RECORDS SHOWN:
==================================================
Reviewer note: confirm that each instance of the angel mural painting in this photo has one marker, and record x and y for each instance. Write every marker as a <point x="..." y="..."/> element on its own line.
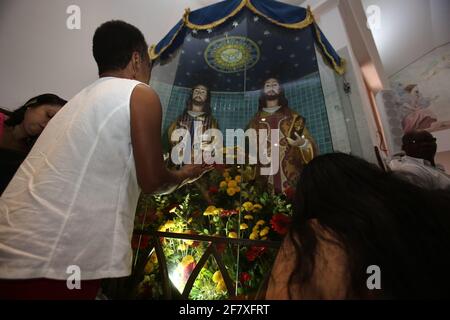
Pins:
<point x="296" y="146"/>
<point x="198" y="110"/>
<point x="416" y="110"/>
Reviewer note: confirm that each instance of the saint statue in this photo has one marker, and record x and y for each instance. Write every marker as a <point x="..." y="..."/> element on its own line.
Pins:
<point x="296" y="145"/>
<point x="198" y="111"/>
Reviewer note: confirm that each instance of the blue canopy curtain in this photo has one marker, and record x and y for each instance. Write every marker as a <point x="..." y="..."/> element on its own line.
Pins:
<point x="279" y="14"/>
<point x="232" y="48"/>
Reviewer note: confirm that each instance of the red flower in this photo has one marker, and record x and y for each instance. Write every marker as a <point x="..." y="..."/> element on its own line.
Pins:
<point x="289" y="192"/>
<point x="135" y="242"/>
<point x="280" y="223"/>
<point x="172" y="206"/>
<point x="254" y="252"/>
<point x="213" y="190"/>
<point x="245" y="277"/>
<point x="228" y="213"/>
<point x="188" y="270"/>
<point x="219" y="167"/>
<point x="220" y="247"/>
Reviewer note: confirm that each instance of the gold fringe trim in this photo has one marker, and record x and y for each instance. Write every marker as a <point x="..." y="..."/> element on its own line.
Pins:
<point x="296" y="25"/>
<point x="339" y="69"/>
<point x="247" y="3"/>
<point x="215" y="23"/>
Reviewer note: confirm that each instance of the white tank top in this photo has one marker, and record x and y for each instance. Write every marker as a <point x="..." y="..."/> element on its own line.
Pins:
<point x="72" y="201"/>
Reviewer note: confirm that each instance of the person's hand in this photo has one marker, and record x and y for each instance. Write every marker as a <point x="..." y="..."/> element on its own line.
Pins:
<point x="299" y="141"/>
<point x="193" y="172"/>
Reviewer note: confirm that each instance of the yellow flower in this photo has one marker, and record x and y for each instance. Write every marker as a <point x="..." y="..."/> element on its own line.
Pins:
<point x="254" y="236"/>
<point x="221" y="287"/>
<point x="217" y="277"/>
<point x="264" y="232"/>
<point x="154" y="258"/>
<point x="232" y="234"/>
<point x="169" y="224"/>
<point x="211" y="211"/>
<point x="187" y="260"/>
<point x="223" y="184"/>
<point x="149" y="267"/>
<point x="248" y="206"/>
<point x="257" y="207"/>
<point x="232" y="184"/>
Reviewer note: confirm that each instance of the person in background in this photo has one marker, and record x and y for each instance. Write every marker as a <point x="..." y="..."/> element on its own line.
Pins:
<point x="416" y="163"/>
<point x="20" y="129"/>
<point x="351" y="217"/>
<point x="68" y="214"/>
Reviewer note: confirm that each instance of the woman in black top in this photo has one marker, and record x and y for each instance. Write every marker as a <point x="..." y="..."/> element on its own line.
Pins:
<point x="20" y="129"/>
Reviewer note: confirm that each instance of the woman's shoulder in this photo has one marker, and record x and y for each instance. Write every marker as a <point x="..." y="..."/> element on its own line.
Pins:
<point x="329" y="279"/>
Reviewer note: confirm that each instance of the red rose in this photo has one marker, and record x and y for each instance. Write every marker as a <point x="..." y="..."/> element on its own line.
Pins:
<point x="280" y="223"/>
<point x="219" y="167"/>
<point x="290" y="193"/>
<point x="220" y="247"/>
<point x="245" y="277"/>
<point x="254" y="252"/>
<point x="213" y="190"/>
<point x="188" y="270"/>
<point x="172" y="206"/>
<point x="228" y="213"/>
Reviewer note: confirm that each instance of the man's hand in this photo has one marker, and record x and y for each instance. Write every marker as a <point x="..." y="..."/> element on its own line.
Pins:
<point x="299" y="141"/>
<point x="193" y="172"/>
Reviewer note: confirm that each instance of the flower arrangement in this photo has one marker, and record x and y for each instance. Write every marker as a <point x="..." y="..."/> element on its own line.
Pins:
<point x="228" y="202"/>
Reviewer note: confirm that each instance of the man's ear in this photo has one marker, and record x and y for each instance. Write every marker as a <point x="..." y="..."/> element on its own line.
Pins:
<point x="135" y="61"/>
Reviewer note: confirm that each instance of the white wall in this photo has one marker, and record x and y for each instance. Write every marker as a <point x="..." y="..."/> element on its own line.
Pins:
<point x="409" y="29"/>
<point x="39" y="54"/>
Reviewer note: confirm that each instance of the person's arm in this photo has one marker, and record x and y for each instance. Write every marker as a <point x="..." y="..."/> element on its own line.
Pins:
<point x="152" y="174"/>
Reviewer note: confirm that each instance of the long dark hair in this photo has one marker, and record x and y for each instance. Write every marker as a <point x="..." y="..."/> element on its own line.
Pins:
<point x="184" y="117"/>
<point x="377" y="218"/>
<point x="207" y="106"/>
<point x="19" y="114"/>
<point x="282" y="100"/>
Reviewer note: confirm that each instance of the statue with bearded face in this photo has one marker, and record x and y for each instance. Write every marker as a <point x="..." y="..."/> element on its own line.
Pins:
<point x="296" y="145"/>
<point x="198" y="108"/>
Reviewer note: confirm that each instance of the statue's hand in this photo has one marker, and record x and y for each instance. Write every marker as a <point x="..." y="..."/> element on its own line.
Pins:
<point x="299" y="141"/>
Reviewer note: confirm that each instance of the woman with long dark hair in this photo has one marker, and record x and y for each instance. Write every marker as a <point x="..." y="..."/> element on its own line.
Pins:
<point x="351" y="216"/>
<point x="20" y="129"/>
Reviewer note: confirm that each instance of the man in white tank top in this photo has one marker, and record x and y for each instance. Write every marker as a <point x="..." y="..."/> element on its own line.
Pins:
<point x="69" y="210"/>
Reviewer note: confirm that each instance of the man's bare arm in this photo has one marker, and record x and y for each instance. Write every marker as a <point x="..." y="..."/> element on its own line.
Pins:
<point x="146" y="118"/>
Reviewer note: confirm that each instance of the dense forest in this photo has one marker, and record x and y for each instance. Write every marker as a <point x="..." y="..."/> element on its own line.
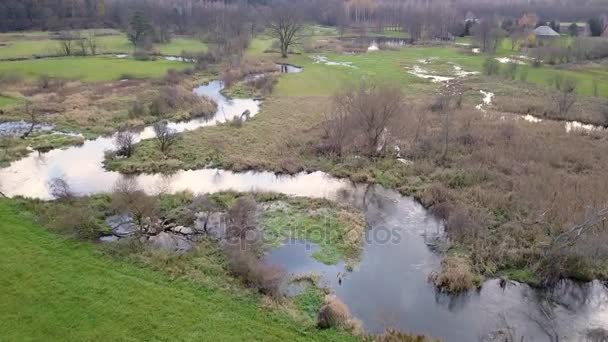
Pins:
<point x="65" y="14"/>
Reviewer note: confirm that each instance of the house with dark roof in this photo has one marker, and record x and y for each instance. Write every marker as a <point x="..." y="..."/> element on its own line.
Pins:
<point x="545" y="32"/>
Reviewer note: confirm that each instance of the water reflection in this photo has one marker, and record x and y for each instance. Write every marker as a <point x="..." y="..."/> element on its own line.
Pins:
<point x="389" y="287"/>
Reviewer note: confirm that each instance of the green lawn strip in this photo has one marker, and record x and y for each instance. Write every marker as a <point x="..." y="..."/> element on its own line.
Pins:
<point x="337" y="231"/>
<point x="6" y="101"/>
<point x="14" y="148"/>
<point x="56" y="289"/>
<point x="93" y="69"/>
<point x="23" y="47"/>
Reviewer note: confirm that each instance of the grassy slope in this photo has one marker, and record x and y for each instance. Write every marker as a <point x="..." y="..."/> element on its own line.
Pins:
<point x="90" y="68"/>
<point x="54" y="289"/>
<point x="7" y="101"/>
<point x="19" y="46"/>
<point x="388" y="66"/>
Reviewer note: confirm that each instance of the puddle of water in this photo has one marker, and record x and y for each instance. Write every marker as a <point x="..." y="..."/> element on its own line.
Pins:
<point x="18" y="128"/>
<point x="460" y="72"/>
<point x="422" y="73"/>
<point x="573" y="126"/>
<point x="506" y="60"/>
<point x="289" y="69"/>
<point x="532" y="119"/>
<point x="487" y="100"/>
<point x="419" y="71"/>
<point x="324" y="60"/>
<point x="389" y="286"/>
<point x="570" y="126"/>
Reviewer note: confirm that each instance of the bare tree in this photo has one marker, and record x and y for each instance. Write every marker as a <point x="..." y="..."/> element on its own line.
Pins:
==================================================
DIRECTIONS: Reproduce each record from above exactly; pictures do not belong in the copy.

WRITTEN SOLUTION:
Reviewer note: confirm that each instance of the angel mural painting in this photo has one marker, and record x and y for each instance. Write every marker as a <point x="..." y="..."/> element on its own line.
Pins:
<point x="296" y="146"/>
<point x="198" y="110"/>
<point x="416" y="110"/>
Reviewer note: confirm that each instance of the saint statue in this photo has one marker, and record x and y for each instance. Write every marker as a <point x="..." y="..."/> element on its own line.
Pins:
<point x="296" y="145"/>
<point x="198" y="111"/>
Reviewer note: confirm that each instance of the blue canopy curtain in this photo has one marker, and record x and y for each instance. Write every marker as a <point x="..." y="..."/> element on its own line.
Pins:
<point x="279" y="14"/>
<point x="232" y="48"/>
Reviewer note: confirm that each instance of the red flower in this photo has one marker, and record x and y for each instance. Write every marker as a <point x="..." y="..."/> element on its own line.
Pins:
<point x="289" y="192"/>
<point x="135" y="242"/>
<point x="280" y="223"/>
<point x="172" y="206"/>
<point x="254" y="252"/>
<point x="213" y="190"/>
<point x="245" y="277"/>
<point x="228" y="213"/>
<point x="188" y="270"/>
<point x="219" y="167"/>
<point x="220" y="247"/>
Reviewer note: confirm that each instance of the gold fringe trim in this photo has one marker, and record x and y for each instance. Write every marker as a <point x="..." y="..."/> element on its own line.
Pins:
<point x="296" y="25"/>
<point x="339" y="69"/>
<point x="247" y="3"/>
<point x="215" y="23"/>
Reviewer note: confirm that each instance of the white tank top in this photo has one marker, and record x and y for each instance. Write every marker as a <point x="..." y="..."/> element on its own line.
Pins:
<point x="72" y="201"/>
Reviewer note: confirm that each instance of the person's hand in this photo has one marker, and record x and y for each instance. Write every marker as a <point x="..." y="..."/> element on its own line.
Pins:
<point x="299" y="141"/>
<point x="193" y="172"/>
Reviewer note: confirm that each instance of the yellow flower in this photo has one marker, and record x and y for each instance. Write every marker as a <point x="..." y="..."/> element on its own line.
Pins:
<point x="254" y="236"/>
<point x="221" y="287"/>
<point x="217" y="277"/>
<point x="264" y="232"/>
<point x="154" y="258"/>
<point x="232" y="234"/>
<point x="169" y="224"/>
<point x="211" y="211"/>
<point x="187" y="260"/>
<point x="223" y="184"/>
<point x="149" y="267"/>
<point x="248" y="206"/>
<point x="257" y="207"/>
<point x="232" y="184"/>
Reviewer note: confirm that each instance of the person in background in this photo has one marker, and record x and y for each instance. Write every marker as a <point x="..." y="..."/> element on its own line.
Pins:
<point x="416" y="163"/>
<point x="20" y="129"/>
<point x="351" y="217"/>
<point x="68" y="214"/>
Reviewer note: confirm that each instance of the woman in black top in this photo has one marker, and record x and y for each instance. Write every marker as a <point x="..." y="..."/> element on its own line.
Pins:
<point x="20" y="129"/>
Reviewer note: confirm that each instance of the woman's shoulder in this photo has one marker, and record x and y for each instance. Write every marker as a <point x="..." y="..."/> element on its own line.
Pins:
<point x="329" y="279"/>
Reviewer note: confirm that each instance of the red rose in this photo has one marker, and record x and y for each instance. Write every marker as a <point x="..." y="..."/> element on its own line.
Pins:
<point x="280" y="223"/>
<point x="219" y="167"/>
<point x="290" y="193"/>
<point x="220" y="247"/>
<point x="245" y="277"/>
<point x="254" y="252"/>
<point x="213" y="190"/>
<point x="188" y="270"/>
<point x="172" y="206"/>
<point x="228" y="213"/>
Reviewer note: confirm that each instance of the man's hand in this photo has one marker, and record x and y for each instance. Write every marker as a <point x="..." y="..."/> element on its own line.
Pins:
<point x="299" y="141"/>
<point x="193" y="172"/>
Reviewer note: confirm that each instance of the flower arrangement in this photo has one marker, and record x and y for each instance. Write every marker as a <point x="..." y="..."/> element on its own line.
Pins:
<point x="228" y="202"/>
Reviewer note: confirm that each instance of the man's ear in this photo has one marker, and record x and y for each instance. Write every marker as a <point x="..." y="..."/> element on its own line.
Pins:
<point x="135" y="61"/>
Reviewer note: confirm that each instance of the white wall in this photo has one marker, and record x and y for each instance. Write every marker as a <point x="..." y="..."/> element on its own line.
Pins:
<point x="409" y="29"/>
<point x="39" y="54"/>
Reviewer note: confirm that each instance of the person's arm in this photo has one marker, and record x and y for each instance. Write every marker as a <point x="..." y="..."/> element on its own line.
Pins:
<point x="152" y="174"/>
Reviewer note: confirm that each instance of the long dark hair in this photo has one marker, and record x and y for each instance. Write every marker as a <point x="..." y="..."/> element on its own line.
Pins:
<point x="184" y="117"/>
<point x="377" y="218"/>
<point x="207" y="106"/>
<point x="19" y="114"/>
<point x="282" y="100"/>
Reviewer note: confirm that each instance of the statue with bearded face in this photo has one marker, and record x and y for each instance. Write every marker as a <point x="..." y="..."/> element on its own line.
Pins:
<point x="296" y="145"/>
<point x="198" y="108"/>
Reviewer note: confirm that each instance of the statue's hand in this photo has one marker, and record x and y for each instance. Write every marker as a <point x="..." y="..."/> element on its own line.
Pins:
<point x="299" y="141"/>
Reviewer note: confirm that each instance of the woman with long dark hair in this photo has one marker, and record x and y for each instance. Write every marker as a <point x="..." y="..."/> element on its own line.
Pins:
<point x="351" y="216"/>
<point x="20" y="129"/>
Reviewer note: confirm that each instance of the man in white tank top in this photo has one marker, and record x and y for each instance. Write every marker as a <point x="..." y="..."/> element on its own line.
Pins:
<point x="69" y="210"/>
Reviewer note: confirm that each instance of the man's bare arm in this photo has one marker, and record x and y for each instance. Write every marker as a <point x="..." y="..."/> element on its own line.
Pins:
<point x="146" y="118"/>
Reviewer note: confirm that each instance of the dense forest in this photo has one marker, and record x and y for each instance. Write every marker as a <point x="..." y="..."/> element on its own line.
Pins:
<point x="65" y="14"/>
Reviewer note: confirm that each instance of the house with dark roof in this photo has one marker, and record x and y for each instance. Write every marker as a <point x="..." y="..."/> element on its own line.
Pins:
<point x="545" y="32"/>
Reviewer note: confirm that each instance of the water reflection in this photo has one marker, and record x and y for each instance. Write every marker as a <point x="..." y="..."/> element on its own line.
Pins:
<point x="389" y="287"/>
Reviewer note: confirm that each instance of the green lawn strip in this photo has one marker, and record x and y for each instance. Write every marker as a <point x="..." y="..."/> element on its own line.
Pins:
<point x="337" y="231"/>
<point x="6" y="101"/>
<point x="14" y="148"/>
<point x="56" y="289"/>
<point x="93" y="69"/>
<point x="23" y="47"/>
Reviewer note: confirm that each instance of the grassy slope in this photo has one marker, and record x and y for each instance. Write every marker as a <point x="..." y="..."/> element on its own line.
Pins:
<point x="90" y="68"/>
<point x="54" y="289"/>
<point x="7" y="101"/>
<point x="19" y="46"/>
<point x="388" y="66"/>
Reviewer note: confirm that each instance of the puddle of water in this photo has one marker, and record x and y for each instance. Write every marker as a <point x="..." y="..."/> element on its own line.
Pins:
<point x="18" y="128"/>
<point x="460" y="72"/>
<point x="422" y="73"/>
<point x="573" y="126"/>
<point x="506" y="60"/>
<point x="289" y="69"/>
<point x="532" y="119"/>
<point x="487" y="100"/>
<point x="419" y="71"/>
<point x="324" y="60"/>
<point x="389" y="286"/>
<point x="570" y="126"/>
Reviewer note: confirm that each instance of the bare tree in this photo has one marker, and record x and y for each instance. Write every marker as a <point x="..." y="..."/> element on its own line.
Pins:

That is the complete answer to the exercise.